### READING TEXT

....

The closing, which is anticipated to take place in May 2006, is
conditional upon a number of standard closing conditions, including
regulatory review.
- more -
ASHLAND SIGNS AGREEMENT TO ACQUIRE DEGUSSA WATER TREATMENT BUSINESS p.2
Degussa Management Board Chairman Prof. Utz-Hellmuth Felcht said, "Our
Water Chemicals business is an ideal strategic complement to Ashland's
portfolio. We have passed our business into good hands."
Ashland Water Technologies, a business of Ashland Specialty Chemical,
is a supplier of specialty products and consulting services to the
manufacturing and institutional markets through its Drew Industrial
business group and a leading supplier to the global marine industry through
its Drew Marine business group. Drew Industrial provides industrial,
commercial and institutional water treatments, wastewater treatment,
pathogen control, paint and coating additives, pulp and paper processing
and mining chemistries. Drew Marine provides boiler and cooling water
treatments, fuel treatments, welding, refrigeration and sealing products;
and fire fighting, safety and rescue products and services.

....

### INFORMATION SUPPLIED
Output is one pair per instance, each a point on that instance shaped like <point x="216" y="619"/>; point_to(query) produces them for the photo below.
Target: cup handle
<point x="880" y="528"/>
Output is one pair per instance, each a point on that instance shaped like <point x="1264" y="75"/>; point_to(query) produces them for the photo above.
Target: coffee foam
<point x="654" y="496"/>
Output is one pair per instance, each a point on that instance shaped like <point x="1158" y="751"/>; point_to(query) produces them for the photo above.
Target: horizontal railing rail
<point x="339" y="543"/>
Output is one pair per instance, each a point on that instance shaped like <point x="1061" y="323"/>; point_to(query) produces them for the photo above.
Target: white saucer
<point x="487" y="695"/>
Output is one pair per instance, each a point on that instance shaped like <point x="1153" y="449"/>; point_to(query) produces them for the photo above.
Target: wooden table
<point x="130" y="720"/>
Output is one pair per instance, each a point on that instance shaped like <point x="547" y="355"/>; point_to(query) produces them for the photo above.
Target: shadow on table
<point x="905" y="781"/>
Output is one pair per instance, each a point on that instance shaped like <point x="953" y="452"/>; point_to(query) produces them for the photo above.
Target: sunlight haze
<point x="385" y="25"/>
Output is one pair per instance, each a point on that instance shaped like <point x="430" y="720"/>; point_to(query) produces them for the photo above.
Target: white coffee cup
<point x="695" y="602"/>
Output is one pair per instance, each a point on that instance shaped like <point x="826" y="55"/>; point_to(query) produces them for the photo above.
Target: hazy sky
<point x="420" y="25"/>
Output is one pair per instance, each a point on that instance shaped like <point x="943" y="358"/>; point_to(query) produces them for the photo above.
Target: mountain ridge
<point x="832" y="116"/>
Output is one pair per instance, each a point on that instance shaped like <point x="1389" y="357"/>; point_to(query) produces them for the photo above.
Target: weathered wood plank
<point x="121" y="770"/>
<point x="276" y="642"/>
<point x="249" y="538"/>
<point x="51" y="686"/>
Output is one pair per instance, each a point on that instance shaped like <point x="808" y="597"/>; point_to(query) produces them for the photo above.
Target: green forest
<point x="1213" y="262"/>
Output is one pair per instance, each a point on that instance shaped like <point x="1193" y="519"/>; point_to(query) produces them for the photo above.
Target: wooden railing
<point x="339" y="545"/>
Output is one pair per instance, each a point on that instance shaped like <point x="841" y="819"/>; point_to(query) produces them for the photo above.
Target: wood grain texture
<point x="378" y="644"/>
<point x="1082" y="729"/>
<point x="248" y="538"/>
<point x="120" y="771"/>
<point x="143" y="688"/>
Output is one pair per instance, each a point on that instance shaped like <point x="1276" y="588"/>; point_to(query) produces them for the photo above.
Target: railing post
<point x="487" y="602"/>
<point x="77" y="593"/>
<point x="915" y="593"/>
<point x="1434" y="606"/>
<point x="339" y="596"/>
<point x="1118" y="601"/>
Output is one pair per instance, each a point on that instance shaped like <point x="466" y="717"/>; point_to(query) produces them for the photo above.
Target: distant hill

....

### WORK TO COMPLETE
**a.** Check each statement against the Ashland press release and answer yes or no, quoting the words of the text that decide it.
(i) The closing is expected to take place in May 2006.
(ii) Drew Marine provides pulp and paper processing chemistries.
(iii) Ashland Water Technologies is a business of Ashland Specialty Chemical.
**b.** Answer these questions from the Ashland press release.
(i) Who is the Degussa Management Board Chairman?
(ii) Through which business group does Ashland Water Technologies supply the global marine industry?
(iii) Which closing condition does the text name?
**c.** In one to three sentences, explain what the closing of the deal depends on, according to the Ashland press release, and when it is expected to take place.

### ACTIVITY ANSWERS
**a.**
(i) Yes: "The closing, which is anticipated to take place in May 2006"
(ii) No: "Drew Industrial provides industrial, commercial and institutional water treatments, wastewater treatment, pathogen control, paint and coating additives, pulp and paper processing and mining chemistries."
(iii) Yes: "Ashland Water Technologies, a business of Ashland Specialty Chemical"

**b.**
(i) Prof. Utz-Hellmuth Felcht
(ii) Drew Marine
(iii) Regulatory review

**c.** The closing is conditional upon a number of standard closing conditions, including regulatory review. It is anticipated to take place in May 2006.